> _Task list_:
[1] Reproduce the Earth's magnetic field text word for word, covering everything from "References: A-G" down to "follow magnetic field lines.".
[2] Answer these questions from the Earth's magnetic field text:
(a) What share of the observed magnetic field did the method of Gauss and his followers show to originate inside the Earth?
(b) Who gave the ring current its name in 1911?
(c) Who found in 1741 that bright auroral displays are accompanied by local disturbances in the Earth's magnetic field?

7.   The Earth's Magnetic Field in Space

Reviews of Geophysics, 40(3), p.1-1 to 1-30, Sept 2002
David P. Stern, Laboratory for Extraterrestrial Physics
Goddard Space Flight Center, Greenbelt, MD 20771

Table of Contents

Clicking on any marked section on the list below brings up a file containing it and all unmarked sections immediately following it on the list. This list is repeated at the beginning of each file.

  1. Introduction
  2. Early discoveries
  3. William Gilbert
  4. Halley
  5. Coulomb
  6. Oersted and Ampere
  7. The Lodestone
  8. Gauss and Humboldt
  9. Explorations and Surveys
  10. Faraday's Lines of Force (field lines)
  11. Faraday's Disk Dynamo
  12. Sunspots
  13. The Dynamo Process on the Sun
  14. The Earth's Dynamo
  15. Dipole Reversals and Plate Tectonics
  16. Magnetic Storms and Ring Currents
  17. The Magnetosphere
  18. Magnetic Reconnection
  19. Planetary Magnetospheres
  20. Assessment

Chronology of Geomagnetism

References: A-G
References: H-P
References: Q-Z

Back to the index page

Fig.11     The polar aurora--woodcut by Fridtjof Nansen. The lines defining the "curtains" of the auroral arcs follow magnetic field lines.

16. Magnetic Storms and Ring Currents

    The method used by Gauss and his followers to analyze the observed magnetic field showed that at least 99% of it originated inside the Earth. But external sources also existed: magnetic storms (typically changing the field by 1% or less) were world-wide phenomena and seemed to indicate that a powerful electric current was established around the Earth's equator, flowing at an undetermined distance for many hours or even days. Arthur Schuster in 1911 gave it the name we still use, the ring current [Smith 1963].

    The polar aurora (sometimes known as aurora borealis or northern lights) also seemed to be linked to the magnetic field. Its dancing and glowing ribbons (usually a shade of green, but sometimes red) tend to maintain a constant distance from the magnetic pole of about 2-3000 kilometers (i.e. a constant "magnetic latitude"); near the magnetic pole itself they are rarely seen. In great magnetic storms they temporarily descend to lower (magnetic) latitudes and become visible at centers of population, more distant from the poles. At such locations the aurora is a rare phenomenon, but it isn't so for residents of central Alaska or Canada. Auroral ribbons often consist of many parallel rays (Figure 11), constantly fading or brightening, each aligned with the direction of local magnetic field lines. As found in 1741 by Hiorter and Celsius in Sweden [Beckman, 2000], bright displays are also accompanied by local disturbances in the Earth's magnetic field, often several times stronger than those of world-wide magnetic storms.

> _Source material_:
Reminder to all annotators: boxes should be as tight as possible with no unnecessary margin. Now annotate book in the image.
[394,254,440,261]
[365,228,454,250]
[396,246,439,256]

> _Worked answers_:
[1]
References: A-G
References: H-P
References: Q-Z

Back to the index page

Fig.11     The polar aurora--woodcut by Fridtjof Nansen. The lines defining the "curtains" of the auroral arcs follow magnetic field lines.

[2]
(a) At least 99%.
(b) Arthur Schuster.
(c) Hiorter and Celsius, in Sweden.